Localisation through supervised learning
Lagriffoul Fabien
January 11, 2005
20 credits
Umeå University
Department of Computing Science
SE-901 87 UMEÅ
SWEDEN
Abstract
This thesis describes an odometry method based on supervised learning. Sensory data is collected from the robot’s shaft encoders and position data from a ceiling camera. This data is then used for training a Feed Forward Neural Network. An appropriate representation of this data, that leads to better learning, is discussed. The system is then extended with additional sensory input, independent of the wheels. Experimentation shows that, properly trained with such additional sensory information, the system performs better than classical odometry, especially in situations where the wheels are slipping.
Contents
I. Introduction 5
1. Odometry and robotics 5
2. Approach taken in the present thesis 5
3. Thesis outline 6
II. Odometry basics 7
1. Odometry sensing 7
2. Systematic error 8
3. Non systematic error 9
4. Improving odometry with additional sensory input 9
5. What is different in the presented approach ? 10
III. Experimental set up 12
1. The robot 12
2. Software 12
3. The arena 13
4. The supervisor 14
5. What data is needed ? 15
IV. Extracting position data from the video camera 16
1. The Khepera’s hat 16
2. Video processing 17
3. Space warping 19
4. Accuracy 20
V. Neural networks basics 23
1. Which kind of neural net ? 23
2. Description of a Multi Layer Neural Network 24
3. Mean-squared error, training, epoch 25
4. Overfitting / Generalisation 25
5. Consistency of data 27
VI. Preliminary experiments with neural nets 28
1. Classical odometry with Khepera 28
2. Experiment 1 29
3. Further tests 32
4. Importance of uniform distribution in the training set 32
5. Experiment 2 : a new representation of data 35
6. Results 38
7. Post analysis of the mappings 39
8. Conclusion 41
VII. Experiments with the physical robot 43
1. The synchronisation problem 43
2. A new representation of data (2) 45
3. Results 46
4. conclusions 50
VIII. An additional input 51
1. K213 vision turret 51
2. Can a range-finder make odometry ? 52
3. method 54
4. Results 56
5. Experiment with slippage 61
IX. Conclusion and future work 65
X. Appendix 66
1. Forward kinematics 66
2. Experiment with different training sets 68
XI. References 70
I. Introduction
1. Odometry and robotics
Odometry is the general ability for any system to know its own position. It is therefore an issue of primary importance in autonomous mobile robotics. Although it’s not always necessary to know the robot’s position to reach a certain goal, it’s useful in many applications such as path following and map building.

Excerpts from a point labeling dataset
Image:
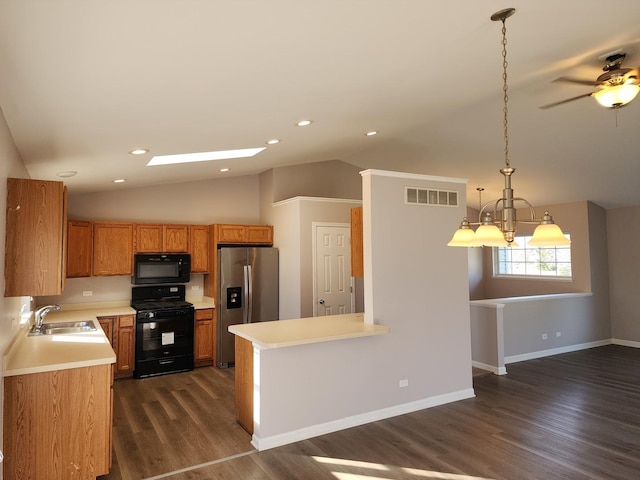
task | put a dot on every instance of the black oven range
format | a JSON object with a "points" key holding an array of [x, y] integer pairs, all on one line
{"points": [[164, 330]]}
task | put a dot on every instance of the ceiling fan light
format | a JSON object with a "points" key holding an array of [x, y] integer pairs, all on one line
{"points": [[617, 95]]}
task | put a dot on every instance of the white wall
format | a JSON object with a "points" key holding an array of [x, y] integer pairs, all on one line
{"points": [[11, 166], [414, 284]]}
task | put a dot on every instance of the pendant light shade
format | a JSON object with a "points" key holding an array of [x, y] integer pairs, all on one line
{"points": [[548, 234], [500, 230], [490, 235], [464, 236]]}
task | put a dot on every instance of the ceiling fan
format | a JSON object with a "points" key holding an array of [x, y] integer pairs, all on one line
{"points": [[616, 87]]}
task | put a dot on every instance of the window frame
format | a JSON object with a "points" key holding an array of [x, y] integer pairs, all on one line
{"points": [[522, 242]]}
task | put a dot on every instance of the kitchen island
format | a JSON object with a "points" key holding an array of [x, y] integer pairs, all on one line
{"points": [[252, 338]]}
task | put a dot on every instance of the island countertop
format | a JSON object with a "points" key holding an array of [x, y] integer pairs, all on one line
{"points": [[301, 331]]}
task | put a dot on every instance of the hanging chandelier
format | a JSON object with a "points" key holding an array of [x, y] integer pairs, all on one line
{"points": [[498, 228]]}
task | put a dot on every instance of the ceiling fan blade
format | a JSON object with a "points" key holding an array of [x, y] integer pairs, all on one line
{"points": [[577, 81], [544, 107]]}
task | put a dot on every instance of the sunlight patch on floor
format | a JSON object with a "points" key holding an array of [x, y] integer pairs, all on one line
{"points": [[377, 467]]}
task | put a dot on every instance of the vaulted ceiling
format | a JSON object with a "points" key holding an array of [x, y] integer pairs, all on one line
{"points": [[83, 82]]}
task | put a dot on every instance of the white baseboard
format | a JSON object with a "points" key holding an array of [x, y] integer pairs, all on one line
{"points": [[625, 343], [555, 351], [492, 368], [286, 438]]}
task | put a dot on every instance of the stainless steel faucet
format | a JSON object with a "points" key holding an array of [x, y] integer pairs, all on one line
{"points": [[41, 313]]}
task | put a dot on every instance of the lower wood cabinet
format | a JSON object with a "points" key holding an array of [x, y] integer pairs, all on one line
{"points": [[57, 425], [205, 334], [121, 332], [244, 383]]}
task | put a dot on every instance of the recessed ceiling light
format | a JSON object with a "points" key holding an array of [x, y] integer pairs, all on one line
{"points": [[139, 151], [203, 156]]}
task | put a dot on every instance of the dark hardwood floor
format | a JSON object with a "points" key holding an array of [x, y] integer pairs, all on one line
{"points": [[571, 416]]}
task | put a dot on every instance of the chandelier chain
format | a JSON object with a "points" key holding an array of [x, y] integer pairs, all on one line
{"points": [[505, 91]]}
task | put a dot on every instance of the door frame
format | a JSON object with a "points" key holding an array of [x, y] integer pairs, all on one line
{"points": [[314, 233]]}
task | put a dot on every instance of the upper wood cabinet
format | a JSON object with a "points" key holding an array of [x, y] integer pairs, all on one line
{"points": [[112, 248], [225, 234], [259, 234], [357, 260], [175, 238], [148, 238], [158, 238], [79, 248], [35, 248], [199, 248]]}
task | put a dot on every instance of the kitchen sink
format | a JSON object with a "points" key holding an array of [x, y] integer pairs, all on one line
{"points": [[59, 328]]}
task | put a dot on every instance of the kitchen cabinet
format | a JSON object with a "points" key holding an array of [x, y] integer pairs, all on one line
{"points": [[199, 248], [357, 253], [259, 234], [58, 424], [204, 341], [107, 327], [175, 238], [244, 383], [120, 330], [159, 238], [35, 247], [148, 238], [79, 248], [225, 234], [112, 248]]}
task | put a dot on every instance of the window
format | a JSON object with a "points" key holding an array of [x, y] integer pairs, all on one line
{"points": [[526, 261]]}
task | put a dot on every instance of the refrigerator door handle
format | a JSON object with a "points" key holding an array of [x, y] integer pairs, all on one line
{"points": [[249, 293], [246, 294]]}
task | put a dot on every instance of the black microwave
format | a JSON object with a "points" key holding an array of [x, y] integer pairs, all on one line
{"points": [[151, 268]]}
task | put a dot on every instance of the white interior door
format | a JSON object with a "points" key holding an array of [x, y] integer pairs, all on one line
{"points": [[332, 270]]}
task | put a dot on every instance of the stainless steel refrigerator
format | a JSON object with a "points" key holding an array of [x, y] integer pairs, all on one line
{"points": [[247, 293]]}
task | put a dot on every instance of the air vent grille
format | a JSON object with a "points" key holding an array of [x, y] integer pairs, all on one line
{"points": [[428, 196]]}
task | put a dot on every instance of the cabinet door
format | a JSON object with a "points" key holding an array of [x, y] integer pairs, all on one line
{"points": [[357, 260], [199, 248], [35, 238], [107, 326], [203, 344], [79, 248], [176, 238], [148, 238], [260, 234], [231, 233], [125, 346], [112, 248], [57, 425]]}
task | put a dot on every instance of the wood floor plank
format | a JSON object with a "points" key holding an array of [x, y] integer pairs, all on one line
{"points": [[567, 417]]}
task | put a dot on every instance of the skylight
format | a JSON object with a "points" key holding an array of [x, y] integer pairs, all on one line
{"points": [[203, 156]]}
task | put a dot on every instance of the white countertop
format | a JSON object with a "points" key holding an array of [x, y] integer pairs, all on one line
{"points": [[45, 353], [287, 333], [72, 350]]}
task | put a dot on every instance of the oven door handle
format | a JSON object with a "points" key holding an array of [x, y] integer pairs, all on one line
{"points": [[248, 294]]}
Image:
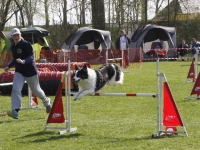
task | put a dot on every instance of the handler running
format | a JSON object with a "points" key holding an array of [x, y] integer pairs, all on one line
{"points": [[25, 70]]}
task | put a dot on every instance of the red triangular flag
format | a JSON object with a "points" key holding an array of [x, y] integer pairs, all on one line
{"points": [[191, 73], [33, 100], [196, 88], [171, 115], [56, 114]]}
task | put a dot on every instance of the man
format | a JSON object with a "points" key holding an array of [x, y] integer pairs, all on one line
{"points": [[182, 49], [122, 43], [25, 70], [195, 46]]}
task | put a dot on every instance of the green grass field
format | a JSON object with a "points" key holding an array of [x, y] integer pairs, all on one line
{"points": [[110, 123]]}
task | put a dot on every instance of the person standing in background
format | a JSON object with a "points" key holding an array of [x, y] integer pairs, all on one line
{"points": [[122, 43], [194, 47], [25, 70], [183, 49]]}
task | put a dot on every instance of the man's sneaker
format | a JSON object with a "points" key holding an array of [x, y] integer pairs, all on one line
{"points": [[48, 109], [13, 114]]}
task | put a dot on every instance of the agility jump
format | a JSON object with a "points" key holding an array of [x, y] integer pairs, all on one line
{"points": [[162, 120]]}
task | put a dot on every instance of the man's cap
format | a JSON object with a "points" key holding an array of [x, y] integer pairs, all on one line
{"points": [[15, 31]]}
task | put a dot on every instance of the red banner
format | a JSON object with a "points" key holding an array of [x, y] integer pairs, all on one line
{"points": [[196, 88], [56, 114], [191, 73], [171, 115]]}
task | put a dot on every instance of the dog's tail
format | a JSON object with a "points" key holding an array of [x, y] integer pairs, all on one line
{"points": [[121, 77]]}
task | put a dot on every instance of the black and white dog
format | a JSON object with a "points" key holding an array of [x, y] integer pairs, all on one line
{"points": [[91, 81]]}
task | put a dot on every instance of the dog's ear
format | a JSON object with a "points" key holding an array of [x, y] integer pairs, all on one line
{"points": [[85, 67], [76, 67]]}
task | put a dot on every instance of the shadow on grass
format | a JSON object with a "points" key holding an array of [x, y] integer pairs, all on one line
{"points": [[49, 136]]}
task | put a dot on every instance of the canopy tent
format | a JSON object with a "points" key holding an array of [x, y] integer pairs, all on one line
{"points": [[6, 41], [145, 35], [86, 36]]}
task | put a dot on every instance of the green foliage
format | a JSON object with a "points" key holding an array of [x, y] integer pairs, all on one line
{"points": [[110, 123]]}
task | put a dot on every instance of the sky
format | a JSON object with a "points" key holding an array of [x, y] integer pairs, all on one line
{"points": [[39, 19]]}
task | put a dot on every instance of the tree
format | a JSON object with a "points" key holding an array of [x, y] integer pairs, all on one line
{"points": [[46, 8], [98, 14], [5, 6]]}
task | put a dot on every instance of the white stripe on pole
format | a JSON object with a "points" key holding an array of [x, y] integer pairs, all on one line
{"points": [[123, 94]]}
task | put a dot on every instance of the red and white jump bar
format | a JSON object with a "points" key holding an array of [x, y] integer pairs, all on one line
{"points": [[126, 94]]}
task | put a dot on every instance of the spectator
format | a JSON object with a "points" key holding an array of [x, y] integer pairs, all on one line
{"points": [[25, 70], [183, 49], [82, 47], [122, 43], [195, 46]]}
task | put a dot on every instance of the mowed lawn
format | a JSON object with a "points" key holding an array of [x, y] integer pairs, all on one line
{"points": [[110, 123]]}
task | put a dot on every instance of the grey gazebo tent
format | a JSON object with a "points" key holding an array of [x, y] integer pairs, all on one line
{"points": [[150, 33], [86, 35]]}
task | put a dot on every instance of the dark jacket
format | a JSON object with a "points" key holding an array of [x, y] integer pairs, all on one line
{"points": [[194, 47], [24, 51], [128, 41], [183, 49]]}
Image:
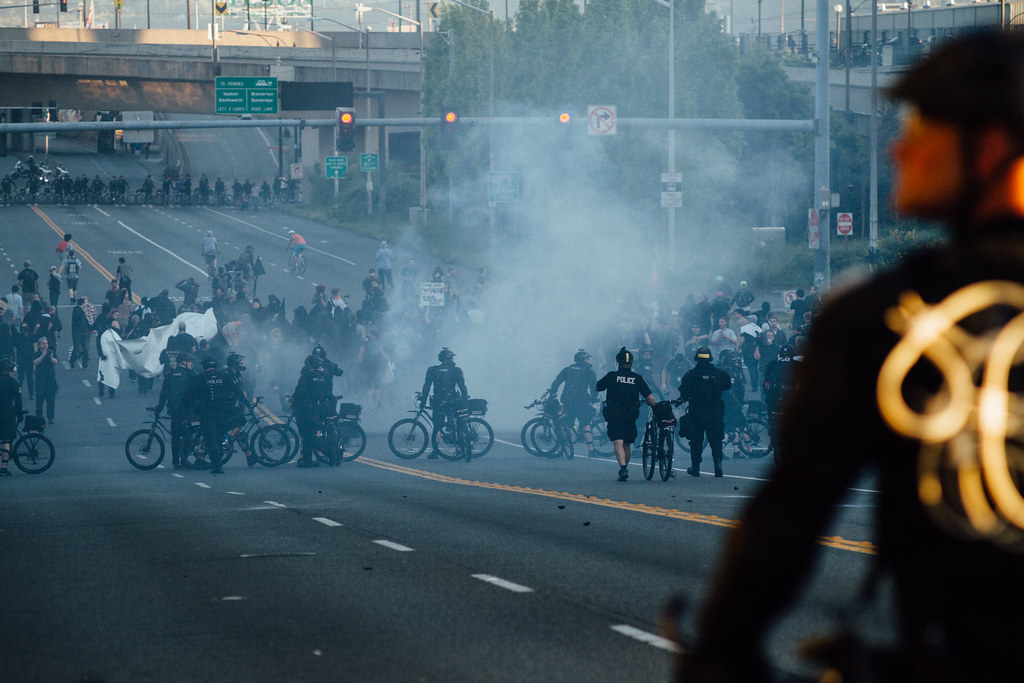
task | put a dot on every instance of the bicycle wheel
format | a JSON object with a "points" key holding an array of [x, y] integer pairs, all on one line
{"points": [[480, 435], [524, 436], [755, 438], [273, 444], [666, 446], [351, 440], [445, 443], [33, 453], [647, 457], [144, 449], [408, 438], [599, 434], [544, 438]]}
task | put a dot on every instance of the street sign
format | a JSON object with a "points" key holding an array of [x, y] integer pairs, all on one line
{"points": [[503, 187], [844, 223], [432, 294], [247, 94], [601, 120], [672, 190], [335, 167], [368, 163]]}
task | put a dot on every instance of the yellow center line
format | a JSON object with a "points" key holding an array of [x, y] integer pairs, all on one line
{"points": [[78, 250], [830, 542]]}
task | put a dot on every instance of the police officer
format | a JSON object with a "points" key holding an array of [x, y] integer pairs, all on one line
{"points": [[625, 389], [328, 367], [956, 591], [10, 410], [235, 364], [448, 383], [214, 395], [578, 394], [311, 402], [701, 388], [178, 376]]}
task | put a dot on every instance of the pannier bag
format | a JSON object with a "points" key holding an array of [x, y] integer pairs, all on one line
{"points": [[349, 411], [477, 406], [34, 423]]}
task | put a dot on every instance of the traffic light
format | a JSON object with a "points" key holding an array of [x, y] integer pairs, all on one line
{"points": [[450, 129], [345, 135]]}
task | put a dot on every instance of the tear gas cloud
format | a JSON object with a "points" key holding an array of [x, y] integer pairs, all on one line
{"points": [[579, 266]]}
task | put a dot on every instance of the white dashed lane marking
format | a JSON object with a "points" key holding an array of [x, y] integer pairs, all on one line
{"points": [[644, 637], [501, 583], [394, 546]]}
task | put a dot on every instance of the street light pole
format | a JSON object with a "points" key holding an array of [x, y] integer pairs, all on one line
{"points": [[671, 4]]}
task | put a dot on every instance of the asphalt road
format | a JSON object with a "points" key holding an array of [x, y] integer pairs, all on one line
{"points": [[507, 568]]}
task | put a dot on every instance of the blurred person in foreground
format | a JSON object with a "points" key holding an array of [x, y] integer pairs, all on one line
{"points": [[871, 369]]}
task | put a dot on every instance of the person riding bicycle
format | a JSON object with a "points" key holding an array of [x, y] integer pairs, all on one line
{"points": [[449, 385], [10, 410], [210, 253], [177, 378], [312, 402], [578, 394], [297, 244], [701, 388]]}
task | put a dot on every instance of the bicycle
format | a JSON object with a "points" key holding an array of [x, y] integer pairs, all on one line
{"points": [[33, 453], [298, 263], [465, 433], [752, 439], [259, 441], [547, 435], [145, 447], [657, 445]]}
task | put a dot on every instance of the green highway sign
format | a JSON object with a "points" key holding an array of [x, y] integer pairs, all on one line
{"points": [[335, 167], [247, 94], [503, 187], [368, 163]]}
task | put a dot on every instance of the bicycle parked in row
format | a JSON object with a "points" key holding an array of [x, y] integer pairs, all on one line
{"points": [[145, 447], [32, 452]]}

◆ **GIVEN INSTRUCTION**
Write what comes next in the thesis on robot odometry, starting right after its last sentence.

◆ **ANSWER TO THE TASK**
The basic idea of odometry is to retrieve information from different sensors and process it to estimate the position of the robot. The classical example is to determine how much the wheels have turned thanks to shaft encoders, and then to combine these values with geometrical features of the vehicle (distance between wheels, diameter) to determine the movement. This basic approach provides good results in indoor environments, but becomes inaccurate in real world applications, because of irregularities of the ground and slippage of the wheels. The common approach to overcome these limitations consists in building a model of the error, and correcting the odometry using maximum likelihood (see e.g. [Chong Kleeman]).
2. Approach taken in the present thesis
In this thesis, the features of the vehicle are not assumed to be known. Instead, the approach is to find the relationship between the sensor values and the movement of the robot. This relationship can be found without any prior knowledge about the geometry of the vehicle, by supervised learning techniques. This learning will be achieved by training a neural network with data collected in real navigation situations.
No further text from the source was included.